Given instruction: In the items below, starting at the line that contains "Can you see the white teeth?" and ending at the line that contains "[[684, 251], [106, 131]]", swap "marker" for "pin" and keep everything else unchanged. Give back only those lines.

Source data:
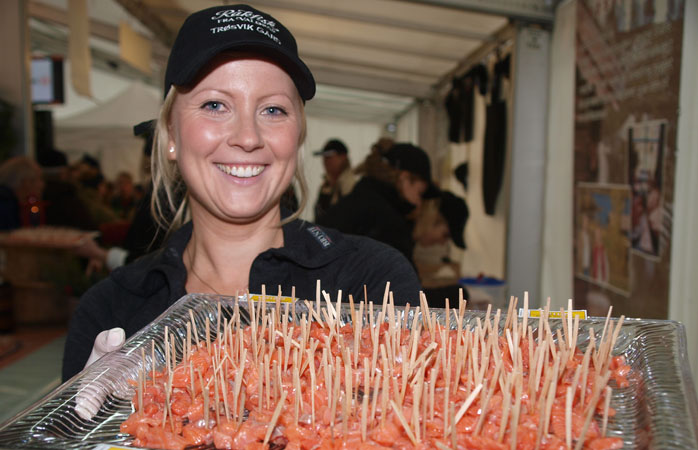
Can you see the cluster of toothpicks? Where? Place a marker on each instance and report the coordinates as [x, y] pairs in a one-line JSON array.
[[305, 375]]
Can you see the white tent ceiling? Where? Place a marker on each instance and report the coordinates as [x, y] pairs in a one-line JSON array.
[[371, 58]]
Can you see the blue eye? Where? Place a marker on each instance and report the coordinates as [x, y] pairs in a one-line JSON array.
[[212, 106], [274, 110]]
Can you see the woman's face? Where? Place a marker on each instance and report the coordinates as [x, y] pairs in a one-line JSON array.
[[236, 135]]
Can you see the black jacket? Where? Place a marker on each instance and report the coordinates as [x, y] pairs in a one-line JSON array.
[[136, 294], [374, 209]]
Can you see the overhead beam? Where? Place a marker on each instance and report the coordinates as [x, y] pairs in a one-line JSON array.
[[395, 49], [100, 59], [506, 33], [371, 83], [365, 17], [102, 30], [532, 11], [150, 20]]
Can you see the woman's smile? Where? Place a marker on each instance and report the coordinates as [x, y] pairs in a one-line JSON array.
[[241, 171]]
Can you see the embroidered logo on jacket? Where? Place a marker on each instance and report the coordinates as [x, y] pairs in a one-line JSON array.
[[320, 236]]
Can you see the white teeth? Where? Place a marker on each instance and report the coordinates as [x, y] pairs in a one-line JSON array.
[[241, 171]]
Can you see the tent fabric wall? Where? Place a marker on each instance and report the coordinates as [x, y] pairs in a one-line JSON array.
[[684, 251], [106, 131]]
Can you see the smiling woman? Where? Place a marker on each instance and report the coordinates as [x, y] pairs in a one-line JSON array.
[[227, 144]]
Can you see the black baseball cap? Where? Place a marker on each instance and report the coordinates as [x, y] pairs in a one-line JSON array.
[[332, 146], [208, 32], [405, 156]]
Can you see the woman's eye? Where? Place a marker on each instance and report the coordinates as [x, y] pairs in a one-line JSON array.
[[213, 106], [274, 110]]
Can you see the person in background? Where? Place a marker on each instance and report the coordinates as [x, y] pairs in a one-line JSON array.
[[440, 220], [339, 178], [123, 201], [21, 184], [87, 176], [227, 143], [382, 203]]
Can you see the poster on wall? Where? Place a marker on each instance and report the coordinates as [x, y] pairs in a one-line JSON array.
[[628, 61], [602, 220]]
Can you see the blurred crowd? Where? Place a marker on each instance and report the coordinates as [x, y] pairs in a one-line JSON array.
[[390, 196]]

The answer:
Can you see the white teeth? Where? Place a pin on each instance and report the coordinates as [x, y] pairs in a one-line JSON array.
[[241, 171]]
Can you see the tent fabric wall? Where? Place a pin on each instance and report the coordinates as [x, y] pairs in a one-line JSON array.
[[684, 251], [106, 131]]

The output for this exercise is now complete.